Document:
═══
I'd be calling it in on my cell phone while heading to another part of town. If the cops want to know where I am, I'll meet them at the station.

Staying around a situation where violence occured once is a good bet to invite more violence.


----------



## Andy Moynihan (May 14, 2010)

*If it is possible to do so safely*, stay on scene.

If you leave the scene, you lose control of the witnesses and may lose the opportunity to be the first involved party to tell the police what happened. If it is possible for you to stay, you have a chance to stick in the minds of the witnesses that you are the *G*ood *P*erson ( For example-- once hostilities have ceased you might take the chance as you lower your muzzle and threat-scan 360 degrees, you might take that opportunity to make some eye contact with witnesses and start asking " Is everyone else all right"? If any approach you can take the opportunity to say "Get Back, Get back, he/they may still be dangerous!" Or "I can't stop you going over to check on him but I do not advise it because he may still be dangerous" (Because you want it understood that you are the *G*ood *P*erson( Which in fact you ARE) and who would stay on scene and ask and say these things to witnesses who was not the *G*ood *P*erson?)

This is the age of cellphones( and more to the point Cellphone CAMERAS). Use it to your advantage that way. If the DA decides to prosecute you WILL need every advantage you can get.

It also means you may not be the first to call 911. Do so ANYWAY. Do not delegate that to a witness, you want to be the first *involved party* to get your side told. Give your name and location twice (because the first time will probably be garbled by adrenaline stress) simply say "I was attacked, and had to (shoot, spray, stop, whatever) this person to save my life". If weapons were involved, TELL THEM. Don't let the cops roll up unprepared for weapons, they won't appreciate that.
═══
Work to do:
1. Answer these questions from the self-defense thread:
(a) Where does the first writer say they would meet the police?
(b) How many times should you give your name and location when calling 911?
(c) To whom should you not delegate the 911 call?
2. Rewrite the paragraph of the self-defense thread that begins "It also means you may not be the first" as a short bulleted list that keeps its main facts.
3. Copy a passage of the self-defense thread word for word, beginning at the words "This is the" and stopping after "won't appreciate that.".
The listing that follows has no connection to the self-defense thread.
═══
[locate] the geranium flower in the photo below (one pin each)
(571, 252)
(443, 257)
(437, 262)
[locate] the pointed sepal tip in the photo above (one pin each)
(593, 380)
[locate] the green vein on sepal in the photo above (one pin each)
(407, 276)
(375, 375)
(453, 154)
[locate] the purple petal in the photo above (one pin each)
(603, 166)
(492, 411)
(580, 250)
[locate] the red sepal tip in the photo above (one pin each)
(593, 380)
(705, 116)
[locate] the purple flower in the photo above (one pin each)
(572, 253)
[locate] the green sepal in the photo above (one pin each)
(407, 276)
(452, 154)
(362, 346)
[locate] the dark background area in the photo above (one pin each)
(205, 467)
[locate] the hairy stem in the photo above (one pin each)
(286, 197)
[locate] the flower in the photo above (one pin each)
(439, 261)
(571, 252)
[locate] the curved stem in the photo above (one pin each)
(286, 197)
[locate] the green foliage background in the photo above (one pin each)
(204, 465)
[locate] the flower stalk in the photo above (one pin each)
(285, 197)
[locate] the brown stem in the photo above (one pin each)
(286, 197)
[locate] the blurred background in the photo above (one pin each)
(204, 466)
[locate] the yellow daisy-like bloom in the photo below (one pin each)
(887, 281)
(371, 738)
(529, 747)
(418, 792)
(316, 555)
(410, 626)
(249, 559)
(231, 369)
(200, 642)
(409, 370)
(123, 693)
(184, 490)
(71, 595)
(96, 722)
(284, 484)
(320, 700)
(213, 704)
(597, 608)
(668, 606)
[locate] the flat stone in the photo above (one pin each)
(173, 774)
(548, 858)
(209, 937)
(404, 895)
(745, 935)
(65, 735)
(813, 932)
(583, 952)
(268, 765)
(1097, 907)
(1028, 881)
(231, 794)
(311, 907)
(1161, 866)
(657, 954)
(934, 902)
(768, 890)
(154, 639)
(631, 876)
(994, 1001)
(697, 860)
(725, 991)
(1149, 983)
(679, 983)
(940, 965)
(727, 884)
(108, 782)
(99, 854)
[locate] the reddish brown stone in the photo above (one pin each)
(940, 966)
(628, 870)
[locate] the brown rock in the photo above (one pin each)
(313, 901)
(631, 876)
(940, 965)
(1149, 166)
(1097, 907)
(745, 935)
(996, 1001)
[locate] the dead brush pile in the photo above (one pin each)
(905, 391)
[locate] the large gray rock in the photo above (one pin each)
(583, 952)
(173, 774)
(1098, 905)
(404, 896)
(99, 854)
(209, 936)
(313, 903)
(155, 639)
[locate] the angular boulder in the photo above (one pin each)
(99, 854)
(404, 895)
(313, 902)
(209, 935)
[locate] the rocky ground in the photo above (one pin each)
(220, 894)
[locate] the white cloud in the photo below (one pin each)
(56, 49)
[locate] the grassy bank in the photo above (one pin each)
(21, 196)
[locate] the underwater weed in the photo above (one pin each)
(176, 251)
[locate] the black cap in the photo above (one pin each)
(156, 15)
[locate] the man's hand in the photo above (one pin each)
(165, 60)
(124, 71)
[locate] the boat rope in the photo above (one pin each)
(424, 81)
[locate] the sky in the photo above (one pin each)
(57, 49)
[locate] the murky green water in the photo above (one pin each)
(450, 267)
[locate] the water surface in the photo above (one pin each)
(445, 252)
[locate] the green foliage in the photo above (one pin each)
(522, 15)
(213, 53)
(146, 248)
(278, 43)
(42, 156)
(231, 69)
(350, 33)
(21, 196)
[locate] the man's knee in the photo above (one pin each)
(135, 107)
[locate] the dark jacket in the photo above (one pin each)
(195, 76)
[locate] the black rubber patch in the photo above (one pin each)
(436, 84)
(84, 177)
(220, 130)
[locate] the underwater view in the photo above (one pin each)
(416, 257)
═══
Answers to the exercise:
1.
(a) At the station.
(b) Twice.
(c) To a witness.

2.
- Someone else may call 911 before you, but call anyway.
- Don't leave the call to a witness; be the first involved party to tell your side.
- Give your name and location twice, since adrenaline may garble the first attempt.
- Say that you were attacked and had to stop the person to save your life.
- If weapons were involved, tell the dispatcher so the police don't arrive unprepared.

3.
This is the age of cellphones( and more to the point Cellphone CAMERAS). Use it to your advantage that way. If the DA decides to prosecute you WILL need every advantage you can get.

It also means you may not be the first to call 911. Do so ANYWAY. Do not delegate that to a witness, you want to be the first *involved party* to get your side told. Give your name and location twice (because the first time will probably be garbled by adrenaline stress) simply say "I was attacked, and had to (shoot, spray, stop, whatever) this person to save my life". If weapons were involved, TELL THEM. Don't let the cops roll up unprepared for weapons, they won't appreciate that.